-------- DATA PROVIDED --------
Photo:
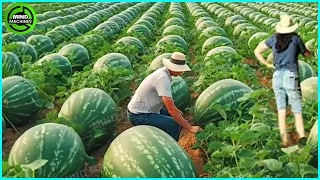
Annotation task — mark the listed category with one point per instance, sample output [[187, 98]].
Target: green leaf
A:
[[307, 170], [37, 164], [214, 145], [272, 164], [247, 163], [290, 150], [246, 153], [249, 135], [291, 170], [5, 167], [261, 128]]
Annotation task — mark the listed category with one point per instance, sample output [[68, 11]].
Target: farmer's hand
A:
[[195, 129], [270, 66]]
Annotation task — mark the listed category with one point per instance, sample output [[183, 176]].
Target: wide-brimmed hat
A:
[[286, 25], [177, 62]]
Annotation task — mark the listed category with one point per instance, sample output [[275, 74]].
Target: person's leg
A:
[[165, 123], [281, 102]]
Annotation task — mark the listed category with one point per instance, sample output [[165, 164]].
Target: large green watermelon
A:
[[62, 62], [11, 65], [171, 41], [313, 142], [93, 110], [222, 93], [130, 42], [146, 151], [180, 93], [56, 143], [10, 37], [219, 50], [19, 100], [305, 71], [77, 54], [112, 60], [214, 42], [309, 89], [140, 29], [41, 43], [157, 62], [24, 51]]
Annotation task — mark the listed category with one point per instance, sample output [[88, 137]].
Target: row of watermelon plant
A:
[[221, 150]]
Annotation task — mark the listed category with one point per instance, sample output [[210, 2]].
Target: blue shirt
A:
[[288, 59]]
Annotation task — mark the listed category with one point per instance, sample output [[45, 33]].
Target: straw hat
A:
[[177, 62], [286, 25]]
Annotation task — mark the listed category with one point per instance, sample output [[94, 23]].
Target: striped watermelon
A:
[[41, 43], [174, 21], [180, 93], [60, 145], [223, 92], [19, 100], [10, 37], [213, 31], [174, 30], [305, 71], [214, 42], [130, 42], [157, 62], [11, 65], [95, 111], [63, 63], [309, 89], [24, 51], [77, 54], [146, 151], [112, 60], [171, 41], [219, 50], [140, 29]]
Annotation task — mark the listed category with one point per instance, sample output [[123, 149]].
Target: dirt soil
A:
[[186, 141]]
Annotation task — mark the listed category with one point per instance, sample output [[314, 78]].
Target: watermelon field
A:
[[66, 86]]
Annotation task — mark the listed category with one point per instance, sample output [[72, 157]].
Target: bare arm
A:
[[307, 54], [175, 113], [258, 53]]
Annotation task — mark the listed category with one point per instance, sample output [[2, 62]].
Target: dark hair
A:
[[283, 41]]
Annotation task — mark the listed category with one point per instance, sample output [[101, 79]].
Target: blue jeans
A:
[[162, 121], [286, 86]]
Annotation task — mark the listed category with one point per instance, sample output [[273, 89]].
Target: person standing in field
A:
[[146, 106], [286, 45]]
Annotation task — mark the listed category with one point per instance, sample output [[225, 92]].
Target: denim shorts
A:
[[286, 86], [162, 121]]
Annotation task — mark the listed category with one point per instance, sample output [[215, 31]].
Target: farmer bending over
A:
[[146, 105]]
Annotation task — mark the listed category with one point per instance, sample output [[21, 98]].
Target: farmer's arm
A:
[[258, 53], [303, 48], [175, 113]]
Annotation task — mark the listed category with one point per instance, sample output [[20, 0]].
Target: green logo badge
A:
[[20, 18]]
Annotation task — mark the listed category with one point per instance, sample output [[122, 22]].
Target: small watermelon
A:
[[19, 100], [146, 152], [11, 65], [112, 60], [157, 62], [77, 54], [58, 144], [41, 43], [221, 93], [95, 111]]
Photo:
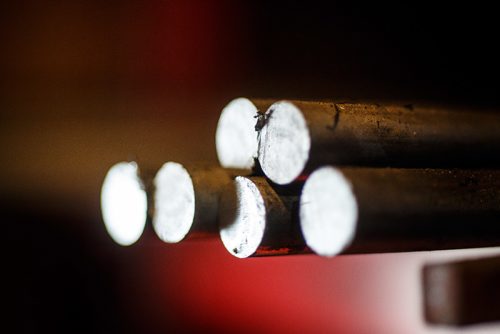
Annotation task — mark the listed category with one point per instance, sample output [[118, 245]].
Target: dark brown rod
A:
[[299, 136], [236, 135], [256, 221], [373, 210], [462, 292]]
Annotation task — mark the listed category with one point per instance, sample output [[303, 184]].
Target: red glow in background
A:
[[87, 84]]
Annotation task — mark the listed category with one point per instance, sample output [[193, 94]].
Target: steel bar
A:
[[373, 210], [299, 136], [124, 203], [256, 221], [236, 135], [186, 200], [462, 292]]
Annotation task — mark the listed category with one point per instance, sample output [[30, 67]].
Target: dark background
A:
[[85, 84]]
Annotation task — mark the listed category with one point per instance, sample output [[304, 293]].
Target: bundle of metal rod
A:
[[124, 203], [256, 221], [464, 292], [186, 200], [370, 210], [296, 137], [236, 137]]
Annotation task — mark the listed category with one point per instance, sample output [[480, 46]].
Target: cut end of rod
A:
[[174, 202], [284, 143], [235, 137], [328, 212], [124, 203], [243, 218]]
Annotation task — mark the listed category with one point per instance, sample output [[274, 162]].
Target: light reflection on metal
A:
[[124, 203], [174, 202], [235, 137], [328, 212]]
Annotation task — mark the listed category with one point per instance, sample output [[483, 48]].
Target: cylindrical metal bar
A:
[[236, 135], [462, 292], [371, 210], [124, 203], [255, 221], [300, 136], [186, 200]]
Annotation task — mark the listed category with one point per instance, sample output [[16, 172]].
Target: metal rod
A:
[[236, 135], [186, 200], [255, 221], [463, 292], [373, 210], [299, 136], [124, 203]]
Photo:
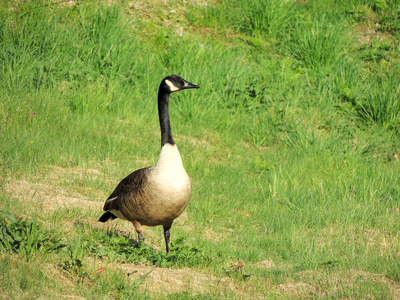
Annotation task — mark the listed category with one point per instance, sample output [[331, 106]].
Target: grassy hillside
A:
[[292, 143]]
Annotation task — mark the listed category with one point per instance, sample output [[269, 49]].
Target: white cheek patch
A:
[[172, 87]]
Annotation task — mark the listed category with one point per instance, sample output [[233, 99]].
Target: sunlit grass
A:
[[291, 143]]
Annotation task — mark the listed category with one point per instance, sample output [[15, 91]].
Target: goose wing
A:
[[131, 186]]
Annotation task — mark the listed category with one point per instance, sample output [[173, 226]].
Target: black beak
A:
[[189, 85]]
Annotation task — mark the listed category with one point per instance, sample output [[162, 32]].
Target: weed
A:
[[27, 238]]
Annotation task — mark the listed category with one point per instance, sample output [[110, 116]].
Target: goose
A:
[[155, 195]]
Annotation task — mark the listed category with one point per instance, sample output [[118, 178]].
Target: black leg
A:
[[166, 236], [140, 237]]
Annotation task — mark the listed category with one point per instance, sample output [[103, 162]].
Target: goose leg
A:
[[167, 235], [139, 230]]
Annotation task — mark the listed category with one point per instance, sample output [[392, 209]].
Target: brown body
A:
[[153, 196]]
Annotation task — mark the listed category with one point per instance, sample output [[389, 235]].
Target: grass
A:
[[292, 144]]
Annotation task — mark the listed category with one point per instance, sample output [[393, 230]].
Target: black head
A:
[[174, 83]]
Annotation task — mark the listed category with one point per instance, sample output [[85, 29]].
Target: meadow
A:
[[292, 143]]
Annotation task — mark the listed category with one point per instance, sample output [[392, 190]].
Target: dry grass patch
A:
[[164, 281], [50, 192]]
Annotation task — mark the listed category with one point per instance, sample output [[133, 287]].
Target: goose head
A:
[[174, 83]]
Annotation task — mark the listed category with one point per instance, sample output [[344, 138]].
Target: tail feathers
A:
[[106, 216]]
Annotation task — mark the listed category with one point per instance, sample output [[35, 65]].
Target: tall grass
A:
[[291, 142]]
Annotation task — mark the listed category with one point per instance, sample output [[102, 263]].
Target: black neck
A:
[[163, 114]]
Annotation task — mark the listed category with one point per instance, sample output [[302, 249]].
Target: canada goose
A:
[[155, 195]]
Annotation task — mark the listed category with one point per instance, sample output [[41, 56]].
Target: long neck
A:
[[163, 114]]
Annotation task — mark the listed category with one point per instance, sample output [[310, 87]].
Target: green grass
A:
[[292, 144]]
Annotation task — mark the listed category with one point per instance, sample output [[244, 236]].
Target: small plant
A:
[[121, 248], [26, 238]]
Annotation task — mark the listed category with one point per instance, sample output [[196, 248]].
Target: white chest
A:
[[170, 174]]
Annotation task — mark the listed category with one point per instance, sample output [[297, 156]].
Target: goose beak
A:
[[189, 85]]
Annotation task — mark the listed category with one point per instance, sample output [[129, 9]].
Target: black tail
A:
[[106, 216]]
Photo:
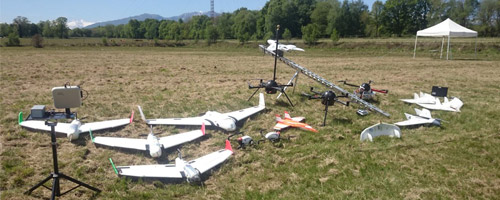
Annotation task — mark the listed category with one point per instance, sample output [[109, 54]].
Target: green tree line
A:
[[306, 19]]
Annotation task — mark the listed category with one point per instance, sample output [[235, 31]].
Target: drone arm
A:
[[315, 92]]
--------
OBJECTIVE: Please reproduce word for word the lines starting at the one that contains "output [[20, 0]]." and ending at the one that contains "93], [95, 111]]", including both of those lines.

TASK OUTPUT:
Annotation task — mark the listed category with one point per instance, sample output [[20, 0]].
Target: green logo badge
A:
[[20, 18]]
Annotation task — mark the listed category with one point per instance, sample output [[122, 22]].
Target: small watermelon
A:
[[19, 100], [146, 152], [11, 65], [112, 60], [157, 62], [77, 54], [58, 144], [41, 43], [221, 93], [95, 111]]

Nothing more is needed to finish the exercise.